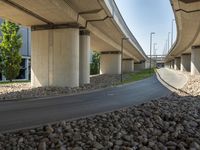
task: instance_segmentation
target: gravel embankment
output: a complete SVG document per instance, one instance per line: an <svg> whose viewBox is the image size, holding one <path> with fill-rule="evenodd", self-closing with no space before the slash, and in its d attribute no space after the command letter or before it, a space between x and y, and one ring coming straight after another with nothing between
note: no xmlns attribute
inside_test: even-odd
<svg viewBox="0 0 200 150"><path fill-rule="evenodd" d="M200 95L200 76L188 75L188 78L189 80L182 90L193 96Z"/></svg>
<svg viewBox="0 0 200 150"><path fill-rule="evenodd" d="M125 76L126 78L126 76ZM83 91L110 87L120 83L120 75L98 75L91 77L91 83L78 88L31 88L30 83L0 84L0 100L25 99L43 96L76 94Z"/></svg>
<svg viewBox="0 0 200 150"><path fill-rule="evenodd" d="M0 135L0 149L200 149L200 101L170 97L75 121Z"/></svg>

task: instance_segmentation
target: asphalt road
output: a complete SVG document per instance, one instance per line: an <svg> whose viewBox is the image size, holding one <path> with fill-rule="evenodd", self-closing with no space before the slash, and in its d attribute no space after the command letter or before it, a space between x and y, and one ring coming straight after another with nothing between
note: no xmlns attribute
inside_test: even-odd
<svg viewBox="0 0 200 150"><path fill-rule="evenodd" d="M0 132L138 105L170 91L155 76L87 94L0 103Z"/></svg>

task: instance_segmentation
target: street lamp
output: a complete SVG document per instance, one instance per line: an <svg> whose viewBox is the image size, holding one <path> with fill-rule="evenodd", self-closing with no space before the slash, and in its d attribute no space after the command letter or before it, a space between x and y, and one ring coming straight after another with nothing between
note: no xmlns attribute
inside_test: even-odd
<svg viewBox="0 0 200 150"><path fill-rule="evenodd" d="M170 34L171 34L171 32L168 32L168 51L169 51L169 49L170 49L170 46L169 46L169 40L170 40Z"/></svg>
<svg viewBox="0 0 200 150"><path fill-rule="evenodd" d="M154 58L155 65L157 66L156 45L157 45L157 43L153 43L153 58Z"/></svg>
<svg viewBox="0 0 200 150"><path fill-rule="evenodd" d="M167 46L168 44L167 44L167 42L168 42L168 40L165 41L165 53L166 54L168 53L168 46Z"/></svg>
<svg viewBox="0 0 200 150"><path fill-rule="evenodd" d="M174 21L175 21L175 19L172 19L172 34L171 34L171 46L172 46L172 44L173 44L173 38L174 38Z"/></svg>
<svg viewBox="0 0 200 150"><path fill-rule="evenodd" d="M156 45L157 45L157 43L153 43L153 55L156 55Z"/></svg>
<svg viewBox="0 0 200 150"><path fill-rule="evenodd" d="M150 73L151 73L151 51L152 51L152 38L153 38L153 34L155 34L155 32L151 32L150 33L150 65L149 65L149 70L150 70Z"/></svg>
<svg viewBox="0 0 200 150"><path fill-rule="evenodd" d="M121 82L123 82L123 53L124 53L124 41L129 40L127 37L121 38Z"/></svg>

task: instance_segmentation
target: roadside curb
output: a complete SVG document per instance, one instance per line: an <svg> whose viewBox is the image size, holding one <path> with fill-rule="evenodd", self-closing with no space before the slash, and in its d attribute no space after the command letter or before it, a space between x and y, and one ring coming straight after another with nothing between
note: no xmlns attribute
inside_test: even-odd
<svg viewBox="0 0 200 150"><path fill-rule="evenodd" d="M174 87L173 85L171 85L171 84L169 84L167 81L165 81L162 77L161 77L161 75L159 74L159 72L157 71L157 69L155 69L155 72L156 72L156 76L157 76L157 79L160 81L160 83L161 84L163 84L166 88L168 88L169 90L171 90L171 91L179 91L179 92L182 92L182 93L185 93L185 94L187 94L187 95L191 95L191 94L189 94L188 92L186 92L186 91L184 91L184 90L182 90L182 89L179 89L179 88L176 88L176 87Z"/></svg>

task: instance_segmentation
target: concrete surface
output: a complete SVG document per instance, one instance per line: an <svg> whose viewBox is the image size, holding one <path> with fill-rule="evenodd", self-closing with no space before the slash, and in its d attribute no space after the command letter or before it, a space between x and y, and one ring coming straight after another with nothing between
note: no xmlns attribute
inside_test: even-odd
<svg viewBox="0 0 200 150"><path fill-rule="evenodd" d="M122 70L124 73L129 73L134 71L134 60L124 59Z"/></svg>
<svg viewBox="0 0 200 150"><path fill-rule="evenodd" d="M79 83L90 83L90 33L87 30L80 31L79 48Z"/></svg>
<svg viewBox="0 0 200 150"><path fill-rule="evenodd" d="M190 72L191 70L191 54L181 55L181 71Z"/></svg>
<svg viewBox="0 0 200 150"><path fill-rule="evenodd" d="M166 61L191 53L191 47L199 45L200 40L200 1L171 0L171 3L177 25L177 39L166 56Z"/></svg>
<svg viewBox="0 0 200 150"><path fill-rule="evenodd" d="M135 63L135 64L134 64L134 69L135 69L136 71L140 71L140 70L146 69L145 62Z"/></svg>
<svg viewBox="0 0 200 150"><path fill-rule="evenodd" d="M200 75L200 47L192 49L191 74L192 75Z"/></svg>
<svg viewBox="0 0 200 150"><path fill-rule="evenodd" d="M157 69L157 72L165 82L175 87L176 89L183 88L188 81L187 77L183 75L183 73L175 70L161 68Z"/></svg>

^^^^^^^^

» Exercise goal: What you return must match the material above exactly, apart from its pictures.

» Result below:
task: instance_segmentation
target: gravel embankment
output: a complete SVG document per instance, one instance per line: an <svg> whose viewBox is the image size, holding one <path> with fill-rule="evenodd", self-closing with no space before the slash, and in its d attribute no space after the command letter or before it, a space between x and y, and one ring coming straight after another with nothing between
note: no xmlns attribute
inside_test: even-odd
<svg viewBox="0 0 200 150"><path fill-rule="evenodd" d="M200 95L200 76L188 75L188 78L189 80L182 90L193 96Z"/></svg>
<svg viewBox="0 0 200 150"><path fill-rule="evenodd" d="M125 76L126 78L126 76ZM83 91L110 87L120 83L120 75L98 75L91 77L91 83L78 88L31 88L30 83L0 84L0 100L25 99L43 96L76 94Z"/></svg>
<svg viewBox="0 0 200 150"><path fill-rule="evenodd" d="M0 135L0 149L200 149L200 101L170 97L75 121Z"/></svg>

task: instance_segmentation
target: asphalt road
output: a complete SVG document per instance, one instance per line: an <svg> whose viewBox is the image size, holding one <path> with fill-rule="evenodd", self-closing with no space before the slash, and in its d attribute no space after the command letter or before it, a space between x and y, and one ring coming straight after another with nothing between
note: no xmlns attribute
inside_test: even-odd
<svg viewBox="0 0 200 150"><path fill-rule="evenodd" d="M0 132L138 105L170 91L155 76L87 94L0 103Z"/></svg>

task: instance_segmentation
target: street lamp
output: a complete SVG document per instance, one instance per line: an <svg> whose viewBox is the image size, holding one <path> with fill-rule="evenodd", self-closing with no space before the slash, and in its d attribute no space after the command letter or before it, a space between x and y, and one ring coming straight after another with nothing between
note: no xmlns attribute
inside_test: even-odd
<svg viewBox="0 0 200 150"><path fill-rule="evenodd" d="M170 34L171 34L171 32L168 32L168 51L169 51L169 49L170 49L170 46L169 46L169 40L170 40Z"/></svg>
<svg viewBox="0 0 200 150"><path fill-rule="evenodd" d="M154 58L155 65L157 66L156 45L157 45L157 43L153 43L153 58Z"/></svg>
<svg viewBox="0 0 200 150"><path fill-rule="evenodd" d="M167 46L168 44L167 44L167 42L168 42L168 40L165 41L165 53L166 54L168 53L168 46Z"/></svg>
<svg viewBox="0 0 200 150"><path fill-rule="evenodd" d="M174 21L175 21L175 19L172 19L172 34L171 34L171 46L172 46L172 44L173 44L173 38L174 38Z"/></svg>
<svg viewBox="0 0 200 150"><path fill-rule="evenodd" d="M156 45L157 45L157 43L153 43L153 55L156 55Z"/></svg>
<svg viewBox="0 0 200 150"><path fill-rule="evenodd" d="M150 73L151 73L151 51L152 51L152 38L153 38L153 34L155 34L155 32L151 32L150 33L150 65L149 65L149 70L150 70Z"/></svg>
<svg viewBox="0 0 200 150"><path fill-rule="evenodd" d="M121 82L123 82L123 53L124 53L124 41L129 40L127 37L121 38Z"/></svg>

task: instance_segmentation
target: roadside curb
output: a complete SVG document per instance, one instance per line: an <svg> whose viewBox is the image size, holding one <path> with fill-rule="evenodd", self-closing with no space before the slash, and in its d attribute no space after the command letter or before it, a space between x and y, and one ring coming straight after another with nothing between
note: no xmlns attribute
inside_test: even-odd
<svg viewBox="0 0 200 150"><path fill-rule="evenodd" d="M174 87L173 85L171 85L171 84L169 84L167 81L165 81L162 77L161 77L161 75L159 74L159 72L157 71L157 69L155 69L155 72L156 72L156 76L157 76L157 79L160 81L160 83L161 84L163 84L166 88L168 88L169 90L171 90L171 91L179 91L179 92L182 92L182 93L185 93L185 94L187 94L187 95L191 95L191 94L189 94L188 92L186 92L186 91L184 91L184 90L182 90L182 89L179 89L179 88L176 88L176 87Z"/></svg>

task: instance_segmentation
target: concrete surface
output: a complete SVG document per instance, one instance per line: an <svg> whose viewBox is the image size, holding one <path> with fill-rule="evenodd", self-closing with no space before the slash, and in its d attribute no space after the command letter or before it, a space between x and y, and one ring coming straight after another with nothing between
note: no xmlns attribute
inside_test: even-odd
<svg viewBox="0 0 200 150"><path fill-rule="evenodd" d="M122 70L124 73L129 73L134 71L134 60L124 59Z"/></svg>
<svg viewBox="0 0 200 150"><path fill-rule="evenodd" d="M79 83L90 83L90 33L87 30L80 31L79 48Z"/></svg>
<svg viewBox="0 0 200 150"><path fill-rule="evenodd" d="M190 72L191 70L191 54L181 55L181 71Z"/></svg>
<svg viewBox="0 0 200 150"><path fill-rule="evenodd" d="M166 61L191 53L191 47L199 45L200 40L200 1L171 0L171 3L177 25L177 39L166 56Z"/></svg>
<svg viewBox="0 0 200 150"><path fill-rule="evenodd" d="M135 63L135 64L134 64L134 69L135 69L136 71L140 71L140 70L146 69L145 62Z"/></svg>
<svg viewBox="0 0 200 150"><path fill-rule="evenodd" d="M200 75L200 47L192 49L191 74L192 75Z"/></svg>
<svg viewBox="0 0 200 150"><path fill-rule="evenodd" d="M157 69L157 72L165 82L175 87L176 89L183 88L188 81L187 77L183 75L183 73L175 70L161 68Z"/></svg>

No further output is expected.